EXERCISE PROMPT: Take each line below that has "building" and copy it.

[Spatial localization data]
::::::::::
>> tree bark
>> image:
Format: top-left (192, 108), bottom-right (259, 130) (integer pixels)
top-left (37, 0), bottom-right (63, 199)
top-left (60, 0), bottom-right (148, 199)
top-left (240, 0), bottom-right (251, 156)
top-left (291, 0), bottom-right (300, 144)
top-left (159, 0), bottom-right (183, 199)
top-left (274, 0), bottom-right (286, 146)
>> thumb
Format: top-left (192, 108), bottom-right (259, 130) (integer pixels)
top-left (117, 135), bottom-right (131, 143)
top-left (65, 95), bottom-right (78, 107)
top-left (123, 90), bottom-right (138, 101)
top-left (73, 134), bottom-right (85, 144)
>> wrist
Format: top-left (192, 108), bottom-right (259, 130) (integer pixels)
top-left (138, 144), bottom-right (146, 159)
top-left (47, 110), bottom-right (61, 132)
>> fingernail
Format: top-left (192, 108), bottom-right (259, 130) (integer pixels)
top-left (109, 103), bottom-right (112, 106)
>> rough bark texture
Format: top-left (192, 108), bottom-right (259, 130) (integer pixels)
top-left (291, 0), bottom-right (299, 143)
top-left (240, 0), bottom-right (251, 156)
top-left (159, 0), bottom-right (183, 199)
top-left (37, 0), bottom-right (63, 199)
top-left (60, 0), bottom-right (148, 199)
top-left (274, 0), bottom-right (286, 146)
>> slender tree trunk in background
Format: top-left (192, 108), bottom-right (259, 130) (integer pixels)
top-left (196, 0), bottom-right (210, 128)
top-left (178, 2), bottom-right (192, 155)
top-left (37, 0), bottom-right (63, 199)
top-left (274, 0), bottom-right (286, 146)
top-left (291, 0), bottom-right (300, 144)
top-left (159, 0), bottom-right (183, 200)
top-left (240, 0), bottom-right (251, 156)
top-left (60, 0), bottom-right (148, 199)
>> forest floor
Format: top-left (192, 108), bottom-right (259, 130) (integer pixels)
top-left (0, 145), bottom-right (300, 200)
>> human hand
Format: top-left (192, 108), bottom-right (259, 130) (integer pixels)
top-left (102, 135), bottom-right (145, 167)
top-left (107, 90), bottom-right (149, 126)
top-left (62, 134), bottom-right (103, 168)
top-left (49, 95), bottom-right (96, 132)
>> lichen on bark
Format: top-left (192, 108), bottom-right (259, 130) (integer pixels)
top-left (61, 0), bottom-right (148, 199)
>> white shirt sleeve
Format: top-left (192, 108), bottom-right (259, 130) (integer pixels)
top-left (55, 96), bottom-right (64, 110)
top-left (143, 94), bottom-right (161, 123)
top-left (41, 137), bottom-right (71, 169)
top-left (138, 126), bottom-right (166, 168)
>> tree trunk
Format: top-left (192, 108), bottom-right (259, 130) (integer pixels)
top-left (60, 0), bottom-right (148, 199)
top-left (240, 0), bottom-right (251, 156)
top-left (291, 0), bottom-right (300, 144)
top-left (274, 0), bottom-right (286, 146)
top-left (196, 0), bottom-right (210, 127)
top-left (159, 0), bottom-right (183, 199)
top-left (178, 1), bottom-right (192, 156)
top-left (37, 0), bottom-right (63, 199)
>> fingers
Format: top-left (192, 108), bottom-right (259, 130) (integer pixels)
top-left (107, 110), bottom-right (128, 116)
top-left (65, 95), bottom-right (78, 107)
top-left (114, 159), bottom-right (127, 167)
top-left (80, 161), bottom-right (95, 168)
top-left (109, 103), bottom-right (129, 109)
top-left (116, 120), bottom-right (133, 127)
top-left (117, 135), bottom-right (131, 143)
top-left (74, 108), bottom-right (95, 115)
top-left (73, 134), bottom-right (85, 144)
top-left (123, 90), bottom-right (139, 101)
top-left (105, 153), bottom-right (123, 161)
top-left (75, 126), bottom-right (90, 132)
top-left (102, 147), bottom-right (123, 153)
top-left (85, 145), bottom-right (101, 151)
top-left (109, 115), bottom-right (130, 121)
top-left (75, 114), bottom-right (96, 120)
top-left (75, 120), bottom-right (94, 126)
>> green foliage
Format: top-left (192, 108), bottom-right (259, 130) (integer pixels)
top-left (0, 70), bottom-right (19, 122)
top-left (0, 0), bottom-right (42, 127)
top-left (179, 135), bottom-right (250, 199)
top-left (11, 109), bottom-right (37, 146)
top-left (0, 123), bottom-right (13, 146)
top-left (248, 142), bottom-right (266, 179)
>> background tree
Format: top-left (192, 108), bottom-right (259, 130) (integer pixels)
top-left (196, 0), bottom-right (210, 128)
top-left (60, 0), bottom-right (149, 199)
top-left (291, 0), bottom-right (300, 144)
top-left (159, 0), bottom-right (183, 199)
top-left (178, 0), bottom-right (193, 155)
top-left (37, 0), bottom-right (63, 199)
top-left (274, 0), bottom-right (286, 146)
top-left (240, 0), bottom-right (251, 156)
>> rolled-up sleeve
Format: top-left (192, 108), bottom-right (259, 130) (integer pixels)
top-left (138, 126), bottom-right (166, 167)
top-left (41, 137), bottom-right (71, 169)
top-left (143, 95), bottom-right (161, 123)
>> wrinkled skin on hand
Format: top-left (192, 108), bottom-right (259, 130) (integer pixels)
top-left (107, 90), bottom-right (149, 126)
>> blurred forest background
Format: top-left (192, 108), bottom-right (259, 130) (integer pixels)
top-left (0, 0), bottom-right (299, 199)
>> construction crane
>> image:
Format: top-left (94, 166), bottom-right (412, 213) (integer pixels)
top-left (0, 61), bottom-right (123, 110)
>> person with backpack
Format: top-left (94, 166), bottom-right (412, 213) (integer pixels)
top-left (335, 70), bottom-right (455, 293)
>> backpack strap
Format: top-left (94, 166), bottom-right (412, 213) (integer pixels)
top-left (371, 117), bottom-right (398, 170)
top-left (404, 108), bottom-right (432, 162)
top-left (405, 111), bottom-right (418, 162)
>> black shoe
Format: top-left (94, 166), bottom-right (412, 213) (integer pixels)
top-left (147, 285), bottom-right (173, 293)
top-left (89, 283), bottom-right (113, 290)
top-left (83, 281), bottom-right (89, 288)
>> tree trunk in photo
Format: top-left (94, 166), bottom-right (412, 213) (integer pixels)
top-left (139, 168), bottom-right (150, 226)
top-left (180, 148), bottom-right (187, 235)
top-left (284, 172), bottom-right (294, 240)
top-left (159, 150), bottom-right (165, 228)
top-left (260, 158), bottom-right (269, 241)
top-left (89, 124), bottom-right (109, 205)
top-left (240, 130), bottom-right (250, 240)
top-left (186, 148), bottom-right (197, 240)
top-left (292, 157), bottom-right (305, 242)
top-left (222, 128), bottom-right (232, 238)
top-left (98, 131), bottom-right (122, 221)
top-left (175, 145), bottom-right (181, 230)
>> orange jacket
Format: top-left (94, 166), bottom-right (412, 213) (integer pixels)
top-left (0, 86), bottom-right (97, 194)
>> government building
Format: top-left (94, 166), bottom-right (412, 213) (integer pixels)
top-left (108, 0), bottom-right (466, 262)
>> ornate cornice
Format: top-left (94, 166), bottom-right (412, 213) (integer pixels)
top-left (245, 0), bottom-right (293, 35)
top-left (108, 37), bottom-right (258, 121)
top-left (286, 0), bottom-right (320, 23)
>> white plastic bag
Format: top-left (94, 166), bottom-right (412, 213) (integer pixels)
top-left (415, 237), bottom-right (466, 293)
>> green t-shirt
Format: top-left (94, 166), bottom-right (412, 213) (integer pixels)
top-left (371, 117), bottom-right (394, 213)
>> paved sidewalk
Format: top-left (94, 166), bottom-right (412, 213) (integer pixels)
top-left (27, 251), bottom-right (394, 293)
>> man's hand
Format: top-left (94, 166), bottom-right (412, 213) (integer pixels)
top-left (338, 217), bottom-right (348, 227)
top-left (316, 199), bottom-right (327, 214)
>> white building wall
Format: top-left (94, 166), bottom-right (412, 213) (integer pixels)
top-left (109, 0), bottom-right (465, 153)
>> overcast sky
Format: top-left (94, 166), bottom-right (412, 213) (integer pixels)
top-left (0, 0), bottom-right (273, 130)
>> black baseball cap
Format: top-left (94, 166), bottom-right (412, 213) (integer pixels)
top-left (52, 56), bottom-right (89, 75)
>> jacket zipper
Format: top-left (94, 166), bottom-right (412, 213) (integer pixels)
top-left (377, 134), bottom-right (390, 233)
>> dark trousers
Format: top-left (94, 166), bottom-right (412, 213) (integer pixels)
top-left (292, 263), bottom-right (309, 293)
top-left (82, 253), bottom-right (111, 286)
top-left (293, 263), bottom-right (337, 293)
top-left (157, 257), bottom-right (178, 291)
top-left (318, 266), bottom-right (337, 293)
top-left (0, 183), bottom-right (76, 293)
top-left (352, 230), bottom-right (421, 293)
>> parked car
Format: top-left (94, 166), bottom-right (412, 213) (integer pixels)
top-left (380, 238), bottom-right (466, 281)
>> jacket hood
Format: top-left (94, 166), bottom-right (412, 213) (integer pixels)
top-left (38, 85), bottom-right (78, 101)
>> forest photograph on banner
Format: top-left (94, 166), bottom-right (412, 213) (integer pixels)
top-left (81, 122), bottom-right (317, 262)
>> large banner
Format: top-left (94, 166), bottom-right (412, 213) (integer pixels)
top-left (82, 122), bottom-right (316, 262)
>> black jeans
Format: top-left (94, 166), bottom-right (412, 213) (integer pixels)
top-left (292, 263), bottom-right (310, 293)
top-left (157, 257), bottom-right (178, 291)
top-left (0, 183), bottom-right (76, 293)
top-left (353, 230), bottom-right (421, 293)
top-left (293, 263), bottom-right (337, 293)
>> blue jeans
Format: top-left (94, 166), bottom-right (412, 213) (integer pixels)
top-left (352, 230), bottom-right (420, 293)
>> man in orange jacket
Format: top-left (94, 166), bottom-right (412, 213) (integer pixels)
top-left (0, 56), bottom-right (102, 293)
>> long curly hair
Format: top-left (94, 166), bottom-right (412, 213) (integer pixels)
::::::::::
RESPONSE TO THE TASK:
>> government building
>> white building wall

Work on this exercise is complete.